(Provided data)
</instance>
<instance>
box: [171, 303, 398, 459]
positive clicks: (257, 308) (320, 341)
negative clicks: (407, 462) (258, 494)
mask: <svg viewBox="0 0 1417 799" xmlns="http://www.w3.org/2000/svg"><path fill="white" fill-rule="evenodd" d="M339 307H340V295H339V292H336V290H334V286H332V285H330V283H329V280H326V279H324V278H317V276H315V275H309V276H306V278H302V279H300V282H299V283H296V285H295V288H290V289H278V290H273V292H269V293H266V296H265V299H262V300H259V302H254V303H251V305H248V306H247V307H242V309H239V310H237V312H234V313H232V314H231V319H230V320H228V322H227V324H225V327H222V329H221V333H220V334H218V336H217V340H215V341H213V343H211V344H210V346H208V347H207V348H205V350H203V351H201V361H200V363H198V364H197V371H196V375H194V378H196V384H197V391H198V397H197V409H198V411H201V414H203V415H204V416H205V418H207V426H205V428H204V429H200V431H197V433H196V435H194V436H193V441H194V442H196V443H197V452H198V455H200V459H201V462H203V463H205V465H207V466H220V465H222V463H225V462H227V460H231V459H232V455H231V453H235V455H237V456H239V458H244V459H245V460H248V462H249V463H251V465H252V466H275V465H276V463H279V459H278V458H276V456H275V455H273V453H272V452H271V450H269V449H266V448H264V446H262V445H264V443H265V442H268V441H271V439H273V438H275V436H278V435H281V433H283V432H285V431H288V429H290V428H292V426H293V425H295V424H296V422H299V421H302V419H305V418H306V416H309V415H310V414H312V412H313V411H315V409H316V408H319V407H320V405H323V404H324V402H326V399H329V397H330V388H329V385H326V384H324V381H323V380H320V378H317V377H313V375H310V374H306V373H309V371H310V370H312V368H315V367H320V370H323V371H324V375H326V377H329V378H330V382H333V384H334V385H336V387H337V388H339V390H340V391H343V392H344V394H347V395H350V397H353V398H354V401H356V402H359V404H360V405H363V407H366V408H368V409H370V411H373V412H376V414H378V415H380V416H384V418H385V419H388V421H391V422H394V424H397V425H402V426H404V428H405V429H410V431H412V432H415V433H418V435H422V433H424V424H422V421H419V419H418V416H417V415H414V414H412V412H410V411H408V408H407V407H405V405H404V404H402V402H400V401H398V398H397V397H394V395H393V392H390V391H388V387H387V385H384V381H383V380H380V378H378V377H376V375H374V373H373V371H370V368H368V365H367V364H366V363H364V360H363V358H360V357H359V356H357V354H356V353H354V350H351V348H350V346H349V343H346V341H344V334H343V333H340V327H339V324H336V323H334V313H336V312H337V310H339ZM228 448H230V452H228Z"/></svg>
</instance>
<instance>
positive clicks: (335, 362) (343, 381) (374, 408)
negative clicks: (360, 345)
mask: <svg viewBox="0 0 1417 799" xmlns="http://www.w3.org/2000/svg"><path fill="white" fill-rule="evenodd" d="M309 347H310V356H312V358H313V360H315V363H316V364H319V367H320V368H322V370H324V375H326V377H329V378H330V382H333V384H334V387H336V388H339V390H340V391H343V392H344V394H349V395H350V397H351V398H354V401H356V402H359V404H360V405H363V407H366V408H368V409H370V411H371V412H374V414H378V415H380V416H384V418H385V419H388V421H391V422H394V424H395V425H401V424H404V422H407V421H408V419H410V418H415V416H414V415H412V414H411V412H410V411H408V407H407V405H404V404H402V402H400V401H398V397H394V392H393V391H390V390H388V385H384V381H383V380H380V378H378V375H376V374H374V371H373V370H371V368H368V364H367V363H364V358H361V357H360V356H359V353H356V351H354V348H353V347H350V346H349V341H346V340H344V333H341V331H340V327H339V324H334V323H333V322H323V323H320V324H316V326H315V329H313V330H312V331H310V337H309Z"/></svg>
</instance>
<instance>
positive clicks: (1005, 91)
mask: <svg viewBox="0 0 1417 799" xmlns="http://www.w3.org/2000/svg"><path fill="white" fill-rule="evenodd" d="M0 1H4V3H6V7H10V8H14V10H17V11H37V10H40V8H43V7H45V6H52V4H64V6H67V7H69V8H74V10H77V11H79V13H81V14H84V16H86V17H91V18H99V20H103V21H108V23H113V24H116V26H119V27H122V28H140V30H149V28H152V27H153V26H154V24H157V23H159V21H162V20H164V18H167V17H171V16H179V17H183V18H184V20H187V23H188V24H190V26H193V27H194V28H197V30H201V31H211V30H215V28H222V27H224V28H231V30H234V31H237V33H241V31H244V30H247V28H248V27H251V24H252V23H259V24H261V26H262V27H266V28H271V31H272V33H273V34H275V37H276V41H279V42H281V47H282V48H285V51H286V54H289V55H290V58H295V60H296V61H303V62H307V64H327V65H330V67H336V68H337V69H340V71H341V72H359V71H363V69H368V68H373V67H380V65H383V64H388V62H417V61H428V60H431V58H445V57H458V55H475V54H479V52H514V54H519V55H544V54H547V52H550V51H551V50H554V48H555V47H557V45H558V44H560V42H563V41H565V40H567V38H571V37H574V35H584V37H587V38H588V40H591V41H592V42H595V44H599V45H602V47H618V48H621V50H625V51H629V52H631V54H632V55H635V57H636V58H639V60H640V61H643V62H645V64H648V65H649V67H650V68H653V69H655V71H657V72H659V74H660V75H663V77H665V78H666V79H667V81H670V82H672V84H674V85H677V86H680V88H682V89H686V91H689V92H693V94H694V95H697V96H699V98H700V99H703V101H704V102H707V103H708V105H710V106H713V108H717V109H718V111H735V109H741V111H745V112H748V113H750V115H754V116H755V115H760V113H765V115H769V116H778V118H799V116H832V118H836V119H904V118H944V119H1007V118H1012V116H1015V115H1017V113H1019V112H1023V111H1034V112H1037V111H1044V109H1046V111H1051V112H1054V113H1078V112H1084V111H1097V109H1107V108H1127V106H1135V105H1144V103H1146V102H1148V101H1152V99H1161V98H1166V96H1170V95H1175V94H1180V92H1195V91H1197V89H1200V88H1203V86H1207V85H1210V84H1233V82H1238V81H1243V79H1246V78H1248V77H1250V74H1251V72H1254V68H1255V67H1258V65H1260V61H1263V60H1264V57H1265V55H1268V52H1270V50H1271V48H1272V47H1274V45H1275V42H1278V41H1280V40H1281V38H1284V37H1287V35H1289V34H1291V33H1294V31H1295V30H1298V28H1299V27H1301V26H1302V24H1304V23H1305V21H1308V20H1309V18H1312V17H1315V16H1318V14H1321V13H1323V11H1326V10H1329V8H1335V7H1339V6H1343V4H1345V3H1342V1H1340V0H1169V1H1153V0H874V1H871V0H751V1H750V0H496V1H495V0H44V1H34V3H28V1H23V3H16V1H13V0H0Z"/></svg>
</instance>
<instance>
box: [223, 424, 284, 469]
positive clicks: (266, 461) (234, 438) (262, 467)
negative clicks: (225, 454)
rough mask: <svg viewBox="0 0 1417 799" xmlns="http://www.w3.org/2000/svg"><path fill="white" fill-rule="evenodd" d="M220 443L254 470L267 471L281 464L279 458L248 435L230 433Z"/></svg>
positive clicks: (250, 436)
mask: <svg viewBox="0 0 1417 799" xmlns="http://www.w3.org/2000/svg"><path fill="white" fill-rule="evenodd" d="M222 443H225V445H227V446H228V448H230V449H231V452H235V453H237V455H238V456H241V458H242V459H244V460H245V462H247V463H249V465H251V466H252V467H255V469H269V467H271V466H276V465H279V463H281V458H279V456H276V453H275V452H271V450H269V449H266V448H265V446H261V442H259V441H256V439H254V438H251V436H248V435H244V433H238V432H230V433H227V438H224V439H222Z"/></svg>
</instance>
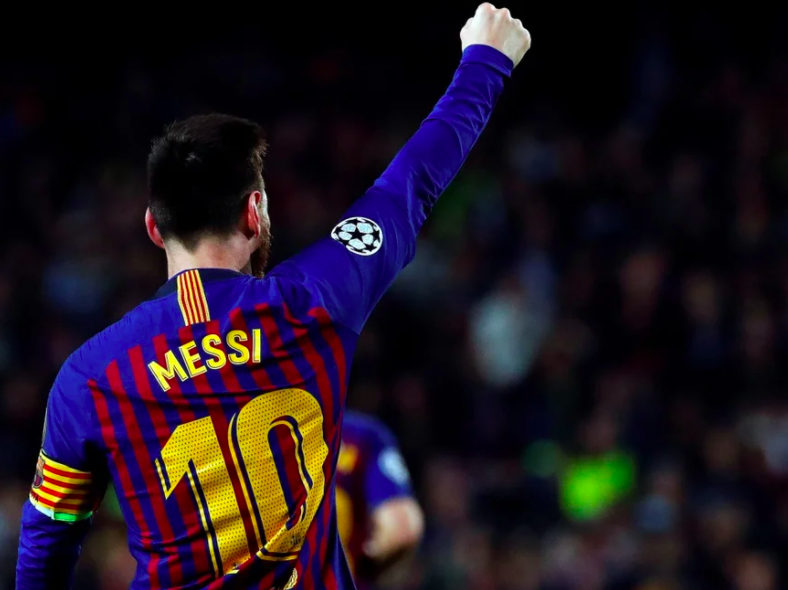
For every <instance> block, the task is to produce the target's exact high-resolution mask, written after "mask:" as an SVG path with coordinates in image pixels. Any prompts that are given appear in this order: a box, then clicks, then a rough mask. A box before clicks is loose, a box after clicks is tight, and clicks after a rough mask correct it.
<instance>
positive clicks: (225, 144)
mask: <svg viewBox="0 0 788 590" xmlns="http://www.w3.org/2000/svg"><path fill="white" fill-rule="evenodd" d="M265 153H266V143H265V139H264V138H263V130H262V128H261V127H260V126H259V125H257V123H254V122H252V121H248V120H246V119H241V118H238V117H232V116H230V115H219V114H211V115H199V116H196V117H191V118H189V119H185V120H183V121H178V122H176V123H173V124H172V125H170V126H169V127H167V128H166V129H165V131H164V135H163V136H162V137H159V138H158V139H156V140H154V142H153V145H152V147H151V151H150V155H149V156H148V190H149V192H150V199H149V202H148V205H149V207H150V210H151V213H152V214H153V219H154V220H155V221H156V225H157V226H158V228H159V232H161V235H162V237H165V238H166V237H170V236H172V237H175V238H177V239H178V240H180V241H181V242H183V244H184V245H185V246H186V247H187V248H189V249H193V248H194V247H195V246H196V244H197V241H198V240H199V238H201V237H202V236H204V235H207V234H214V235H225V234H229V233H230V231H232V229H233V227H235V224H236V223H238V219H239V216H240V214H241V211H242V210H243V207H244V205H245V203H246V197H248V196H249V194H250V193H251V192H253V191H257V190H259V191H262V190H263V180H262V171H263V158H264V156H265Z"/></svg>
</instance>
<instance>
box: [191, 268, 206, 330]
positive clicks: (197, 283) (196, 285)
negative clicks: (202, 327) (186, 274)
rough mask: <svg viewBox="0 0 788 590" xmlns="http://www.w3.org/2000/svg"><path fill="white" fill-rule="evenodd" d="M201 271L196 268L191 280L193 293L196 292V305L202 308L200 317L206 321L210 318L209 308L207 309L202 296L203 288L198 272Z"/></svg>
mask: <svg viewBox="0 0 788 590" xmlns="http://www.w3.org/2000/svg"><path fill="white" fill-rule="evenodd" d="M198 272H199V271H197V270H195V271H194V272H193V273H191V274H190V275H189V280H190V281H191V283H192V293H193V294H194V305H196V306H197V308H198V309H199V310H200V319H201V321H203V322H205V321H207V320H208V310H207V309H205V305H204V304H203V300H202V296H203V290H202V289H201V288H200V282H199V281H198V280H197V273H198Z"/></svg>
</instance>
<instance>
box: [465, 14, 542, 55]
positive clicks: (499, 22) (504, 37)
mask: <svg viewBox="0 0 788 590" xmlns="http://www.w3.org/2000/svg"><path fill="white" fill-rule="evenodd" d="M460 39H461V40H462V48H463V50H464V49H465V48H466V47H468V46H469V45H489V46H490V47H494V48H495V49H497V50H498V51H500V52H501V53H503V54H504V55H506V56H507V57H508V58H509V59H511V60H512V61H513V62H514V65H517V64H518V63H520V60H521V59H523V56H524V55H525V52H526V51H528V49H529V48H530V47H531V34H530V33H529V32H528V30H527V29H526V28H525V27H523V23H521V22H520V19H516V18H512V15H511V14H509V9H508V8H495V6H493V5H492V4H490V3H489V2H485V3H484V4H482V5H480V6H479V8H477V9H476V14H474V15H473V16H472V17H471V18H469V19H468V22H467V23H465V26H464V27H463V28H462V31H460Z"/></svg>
(End Provided data)
_Your instructions_
How many lines in the records contain the string "negative"? Reply with the number alone.

_Answer to this task_
4